(Stored records)
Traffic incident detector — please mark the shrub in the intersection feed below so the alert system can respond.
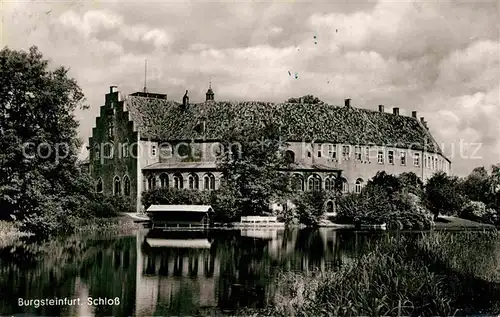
[425,172,465,218]
[274,238,453,316]
[293,191,331,227]
[82,195,135,218]
[142,187,213,209]
[459,201,498,224]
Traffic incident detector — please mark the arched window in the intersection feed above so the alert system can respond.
[188,173,200,189]
[292,174,304,191]
[342,178,349,193]
[148,175,156,189]
[95,177,103,193]
[326,200,335,213]
[103,141,115,159]
[113,176,122,196]
[285,150,295,164]
[160,143,176,159]
[203,173,215,190]
[160,173,168,188]
[123,175,130,196]
[354,178,363,194]
[94,144,101,161]
[325,176,335,191]
[308,175,321,191]
[174,174,184,189]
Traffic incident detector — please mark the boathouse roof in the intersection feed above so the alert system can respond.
[147,205,213,213]
[124,95,442,154]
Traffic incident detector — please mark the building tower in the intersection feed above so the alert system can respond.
[206,82,215,101]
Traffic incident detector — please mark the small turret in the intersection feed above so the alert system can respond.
[205,82,215,101]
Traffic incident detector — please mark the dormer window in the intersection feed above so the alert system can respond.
[108,121,113,138]
[354,146,361,161]
[342,145,351,160]
[377,151,384,164]
[387,151,394,165]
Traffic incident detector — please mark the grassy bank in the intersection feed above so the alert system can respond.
[75,216,141,235]
[0,216,141,248]
[0,221,29,248]
[239,232,500,316]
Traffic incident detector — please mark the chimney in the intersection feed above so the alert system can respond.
[344,99,351,108]
[420,117,429,130]
[182,90,189,108]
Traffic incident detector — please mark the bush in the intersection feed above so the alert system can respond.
[293,191,331,227]
[82,195,136,218]
[459,201,498,224]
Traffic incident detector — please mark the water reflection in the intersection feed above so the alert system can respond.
[0,229,394,316]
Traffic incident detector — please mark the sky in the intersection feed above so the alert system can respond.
[0,0,500,175]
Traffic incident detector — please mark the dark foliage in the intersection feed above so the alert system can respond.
[0,47,120,237]
[217,122,290,215]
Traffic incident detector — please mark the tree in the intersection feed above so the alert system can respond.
[0,47,92,235]
[461,166,493,204]
[425,172,465,219]
[398,172,424,197]
[363,171,403,206]
[217,122,290,215]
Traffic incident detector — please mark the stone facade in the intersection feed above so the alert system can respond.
[89,87,451,210]
[89,88,141,209]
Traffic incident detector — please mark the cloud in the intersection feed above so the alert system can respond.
[4,0,500,173]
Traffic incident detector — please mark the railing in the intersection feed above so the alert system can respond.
[240,216,278,224]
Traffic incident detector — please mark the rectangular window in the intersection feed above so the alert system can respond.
[354,146,361,161]
[413,153,420,166]
[328,144,337,159]
[377,151,384,164]
[342,145,351,160]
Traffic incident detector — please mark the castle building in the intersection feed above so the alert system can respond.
[89,85,451,211]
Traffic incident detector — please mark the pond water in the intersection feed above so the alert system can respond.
[0,229,496,316]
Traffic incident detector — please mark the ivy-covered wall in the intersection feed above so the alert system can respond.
[89,87,138,209]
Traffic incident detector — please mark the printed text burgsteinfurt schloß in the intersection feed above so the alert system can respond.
[17,297,120,308]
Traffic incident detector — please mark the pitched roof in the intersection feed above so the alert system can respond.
[125,96,442,153]
[147,205,213,212]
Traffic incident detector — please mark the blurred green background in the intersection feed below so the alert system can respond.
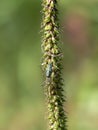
[0,0,98,130]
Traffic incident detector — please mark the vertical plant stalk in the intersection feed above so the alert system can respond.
[41,0,67,130]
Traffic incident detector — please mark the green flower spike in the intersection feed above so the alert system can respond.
[41,0,67,130]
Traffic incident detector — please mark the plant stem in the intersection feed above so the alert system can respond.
[42,0,67,130]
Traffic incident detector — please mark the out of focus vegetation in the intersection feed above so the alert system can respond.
[0,0,98,130]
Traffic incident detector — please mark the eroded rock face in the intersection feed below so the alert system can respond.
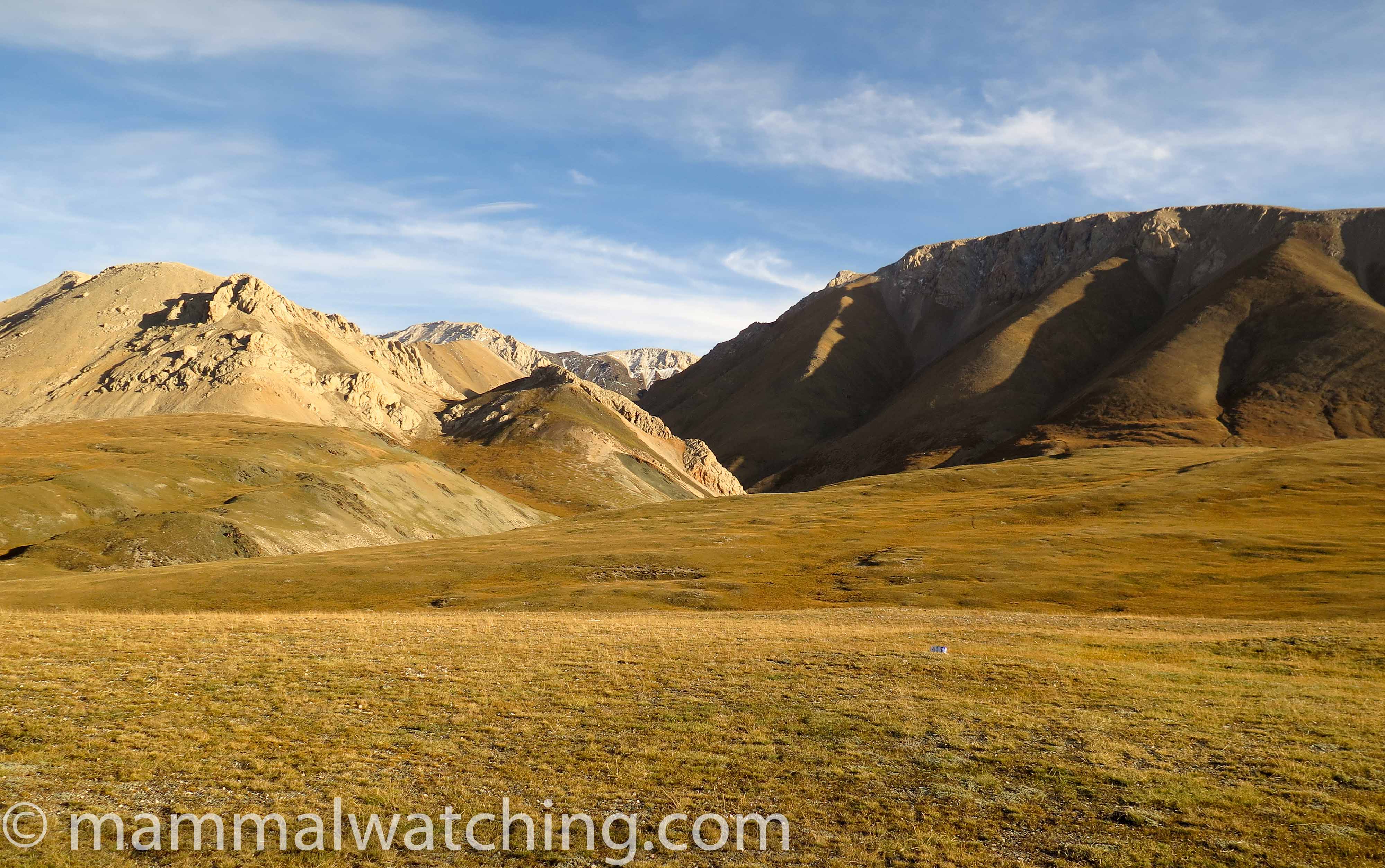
[0,263,460,436]
[683,437,745,497]
[381,321,549,374]
[381,321,698,399]
[640,205,1385,489]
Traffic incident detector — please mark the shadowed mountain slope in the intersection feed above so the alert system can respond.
[1008,238,1385,454]
[641,277,910,482]
[643,205,1385,490]
[417,366,742,515]
[0,440,1385,620]
[0,415,550,570]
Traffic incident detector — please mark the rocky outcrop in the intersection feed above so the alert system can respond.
[381,321,698,397]
[442,364,745,505]
[381,321,547,374]
[683,439,745,497]
[601,346,698,389]
[0,263,461,437]
[543,352,644,397]
[640,205,1385,486]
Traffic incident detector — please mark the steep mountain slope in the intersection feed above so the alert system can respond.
[641,205,1385,489]
[0,415,549,570]
[418,366,742,515]
[381,321,546,374]
[543,352,644,397]
[381,321,698,397]
[1011,238,1385,454]
[0,263,461,437]
[411,341,524,397]
[641,277,910,483]
[764,258,1163,490]
[601,346,698,389]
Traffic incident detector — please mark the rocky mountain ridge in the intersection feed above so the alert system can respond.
[641,205,1385,487]
[381,321,698,397]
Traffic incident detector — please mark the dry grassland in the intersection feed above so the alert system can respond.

Written problem: Report each line of the entries above that contains the word "below", copying every such line in full.

Written reply:
Traffic incident detector — please mark the shrub in the intersection feed below so the alert system can respond.
Traffic incident detector — please mark the blurred green background in the intersection feed below so the alert system can respond.
Traffic incident detector — please mark the eroded rock face in the intersection feed below so the alert system can respond.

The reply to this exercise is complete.